■ What is asked:
Return the lines below word for word, leaving out the pictures.

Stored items
/---

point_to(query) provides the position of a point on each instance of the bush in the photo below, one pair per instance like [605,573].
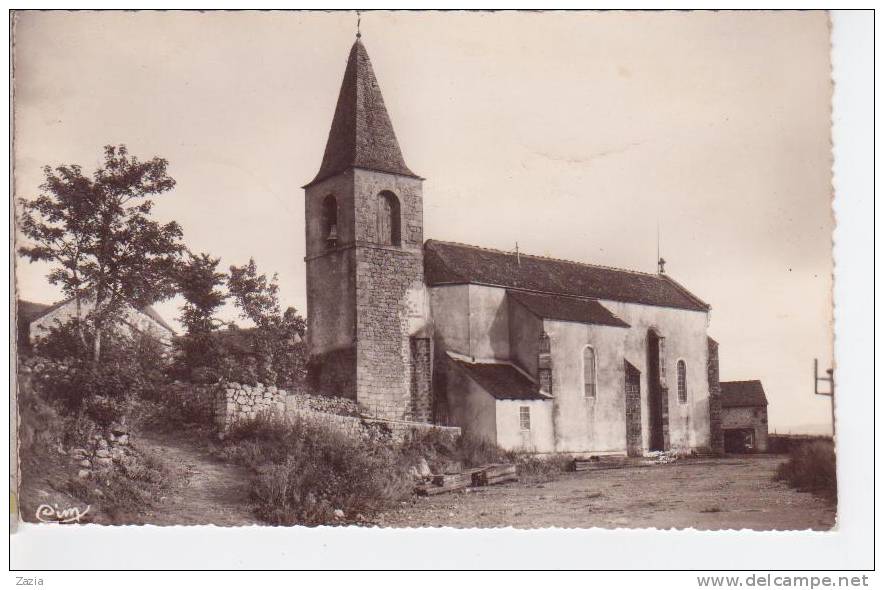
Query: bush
[811,468]
[306,471]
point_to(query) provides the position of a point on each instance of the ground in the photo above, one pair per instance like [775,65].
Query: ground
[715,494]
[731,493]
[215,492]
[205,490]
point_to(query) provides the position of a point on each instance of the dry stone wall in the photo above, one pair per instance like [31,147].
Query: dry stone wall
[237,402]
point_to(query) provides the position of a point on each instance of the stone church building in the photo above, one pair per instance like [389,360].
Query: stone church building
[531,353]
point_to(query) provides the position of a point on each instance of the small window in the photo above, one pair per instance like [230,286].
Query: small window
[589,385]
[525,418]
[330,221]
[682,382]
[389,231]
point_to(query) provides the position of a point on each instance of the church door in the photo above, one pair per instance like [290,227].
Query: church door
[658,411]
[633,410]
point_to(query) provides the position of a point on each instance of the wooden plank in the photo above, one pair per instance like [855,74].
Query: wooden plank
[495,473]
[463,479]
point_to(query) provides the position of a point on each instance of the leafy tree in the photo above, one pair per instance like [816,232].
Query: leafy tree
[98,233]
[278,336]
[199,282]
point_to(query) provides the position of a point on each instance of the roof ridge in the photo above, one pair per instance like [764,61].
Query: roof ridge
[553,258]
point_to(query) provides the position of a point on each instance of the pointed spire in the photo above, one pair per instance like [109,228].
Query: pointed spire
[361,133]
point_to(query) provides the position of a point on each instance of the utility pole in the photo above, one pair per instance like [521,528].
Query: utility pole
[830,379]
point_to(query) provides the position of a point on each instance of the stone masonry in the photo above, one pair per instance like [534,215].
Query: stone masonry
[716,432]
[236,402]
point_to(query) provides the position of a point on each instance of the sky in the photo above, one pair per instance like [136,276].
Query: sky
[576,135]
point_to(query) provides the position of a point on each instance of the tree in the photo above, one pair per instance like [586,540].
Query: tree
[99,234]
[278,336]
[198,282]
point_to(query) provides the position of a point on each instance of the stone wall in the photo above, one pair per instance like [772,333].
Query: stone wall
[715,429]
[236,402]
[386,279]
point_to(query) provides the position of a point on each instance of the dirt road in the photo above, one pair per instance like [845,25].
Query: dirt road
[716,494]
[216,492]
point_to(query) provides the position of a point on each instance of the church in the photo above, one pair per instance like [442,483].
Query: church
[531,353]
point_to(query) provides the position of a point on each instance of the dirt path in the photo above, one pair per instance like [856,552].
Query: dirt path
[215,492]
[720,494]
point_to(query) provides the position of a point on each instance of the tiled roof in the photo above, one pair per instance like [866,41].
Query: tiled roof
[740,394]
[571,309]
[450,263]
[502,380]
[361,134]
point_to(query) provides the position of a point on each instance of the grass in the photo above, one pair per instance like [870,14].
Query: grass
[48,473]
[309,473]
[811,468]
[305,472]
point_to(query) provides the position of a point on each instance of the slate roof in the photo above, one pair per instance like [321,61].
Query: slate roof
[38,310]
[28,311]
[451,263]
[361,134]
[502,380]
[742,394]
[571,309]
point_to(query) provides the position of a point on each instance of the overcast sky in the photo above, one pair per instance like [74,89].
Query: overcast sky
[575,134]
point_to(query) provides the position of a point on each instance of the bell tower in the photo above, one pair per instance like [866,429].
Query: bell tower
[367,311]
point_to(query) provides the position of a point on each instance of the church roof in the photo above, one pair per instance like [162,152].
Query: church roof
[361,134]
[570,309]
[501,380]
[447,263]
[741,394]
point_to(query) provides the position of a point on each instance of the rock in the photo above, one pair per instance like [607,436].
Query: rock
[423,468]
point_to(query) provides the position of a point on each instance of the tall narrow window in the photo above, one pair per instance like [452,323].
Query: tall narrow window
[589,372]
[682,382]
[525,418]
[388,219]
[330,221]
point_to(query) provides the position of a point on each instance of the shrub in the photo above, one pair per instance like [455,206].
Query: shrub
[131,367]
[811,468]
[305,471]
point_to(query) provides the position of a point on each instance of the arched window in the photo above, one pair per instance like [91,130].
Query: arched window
[388,219]
[330,221]
[682,371]
[589,379]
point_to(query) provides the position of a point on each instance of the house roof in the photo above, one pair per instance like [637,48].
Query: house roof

\---

■ Final result:
point_to(query) provides the position of a point on each instance of the bush in the photo below, one pair per instance like [605,573].
Query: bush
[811,468]
[306,471]
point_to(query) provides the position of a point on each instance of the ground in the photo above, one pair per instance like [775,65].
Query: ground
[715,494]
[731,493]
[215,492]
[205,490]
point_to(query) provides the position of a point on each instance of the dry stone wall in the photo above, one pair per instance like [31,147].
Query: dry stone wall
[237,402]
point_to(query) provides the position of a point on each instance of the stone church building in the photo above, one pair per instance like [389,360].
Query: stone church building
[531,353]
point_to(query) provides the position of a point on each instance of the small window in the photo above, one pair per instance like [230,286].
Query: small window
[589,385]
[525,418]
[330,221]
[682,382]
[389,231]
point_to(query) provides the position of a point on each instance of the church door in the photo above, one pair per instance like [290,227].
Query: church door
[658,411]
[633,410]
point_to(query) provides the position of a point on each instance of the wooden plank in the photo above, one pair per instance like [855,74].
Query: wooden plank
[495,473]
[463,479]
point_to(query) provides the position of a point on each instance of the leafy tree in the photo above, one pair per instance like [816,232].
Query: leafy tree
[98,233]
[278,336]
[199,282]
point_to(query) provides the position of a point on each instance of the roof ridge in the photo above, one pair per instance like [764,61].
Query: roof ridge
[553,258]
point_to(query) provides the position of a point on each instance of the pointed spire in the photo above, one pair per instance like [109,228].
Query: pointed spire
[361,133]
point_to(query) provides the position of a point on each instance of the utility pole in the photo above, one pair per instance like [521,528].
Query: utility pole
[830,379]
point_to(query) provides the position of a point on each instance of the stone masonry in the photo above, one pair per instance like [534,215].
Query: stone masonry
[716,432]
[236,402]
point_to(query) provides the position of a point on each instance of the sky in the photo above, one pair per instance like [136,276].
Query: sky
[576,135]
point_to(query) provides the position of a point on each instance of the tree in the photo above, one pair per instance like [586,540].
Query: tree
[99,234]
[278,336]
[198,282]
point_to(query) provides the position of a point on each instance of the stone wall in the photo above, one pair per instance like [772,333].
Query: stone wall
[715,429]
[236,402]
[386,279]
point_to(query) provides the position of a point on each instance of the dirt road in the photo above, one pair per instance like [845,25].
Query: dirt road
[716,494]
[216,492]
point_to(query) provides the position of a point on each instance of the church in the photo above, one pair per instance like [442,483].
Query: church
[531,353]
point_to(query) provides the position of a point on each instance of the dirt path in the photo above, one pair per instance like [856,552].
Query: dirt path
[215,492]
[720,494]
point_to(query) provides the position of a point on each instance of the tiled roof in the photo above, one pair per instance like [866,41].
Query: tiled roof
[740,394]
[571,309]
[450,263]
[502,380]
[361,134]
point_to(query) provides the position of a point on each instance of the grass in the photo above, one pair per instance like [870,14].
Query: grass
[48,473]
[309,473]
[811,468]
[305,472]
point_to(query) provides the position of a point on each instance of the slate roof in the photo above, one pair per instance like [321,61].
Query: slate roof
[38,310]
[28,311]
[451,263]
[361,134]
[502,380]
[742,394]
[571,309]
point_to(query) provides the position of a point on each instance of the overcast sky in the photo above, one pair per instance like [74,89].
Query: overcast sky
[575,134]
point_to(query) provides the position of a point on each instance of the bell tower in the photo above, one pair per instance like [866,429].
Query: bell tower
[367,311]
point_to(query) provides the position of a point on each instance of the church roof in the photo above, one pair per instance like [162,152].
Query: church roof
[361,134]
[570,309]
[501,380]
[447,263]
[741,394]
point_to(query) provides the position of a point on each instance of the rock in the photo above, one pair per instance like [607,436].
Query: rock
[423,468]
point_to(query) provides the position of a point on each instance of the tall narrow window in the photo above, one pair per instance like [452,323].
Query: tall narrow window
[589,372]
[682,382]
[525,418]
[388,219]
[330,221]
point_to(query) provides the position of a point on each instance of the shrub in the photo above, one pair per instance like [455,206].
Query: shrub
[131,367]
[811,468]
[305,471]
point_to(query) provides the position of a point on each instance of the arched window in the photo above, one pair per instance like [91,130].
Query: arched window
[388,219]
[330,221]
[682,371]
[589,379]
point_to(query) provides the position of a point on each instance of the house roof in the photo above, one pair per instance like [637,48].
Query: house roof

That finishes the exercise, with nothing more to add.